Assignment | Your answer should be the records below, written out exactly.

[Start of Attachment]

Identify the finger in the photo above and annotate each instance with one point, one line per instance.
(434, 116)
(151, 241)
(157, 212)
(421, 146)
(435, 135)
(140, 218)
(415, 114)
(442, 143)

[End of Attachment]

Solved exercise |
Identify the finger in the photo above and annotate each instance with one point, one line per instance.
(434, 116)
(151, 241)
(157, 212)
(421, 146)
(435, 135)
(140, 218)
(415, 114)
(442, 143)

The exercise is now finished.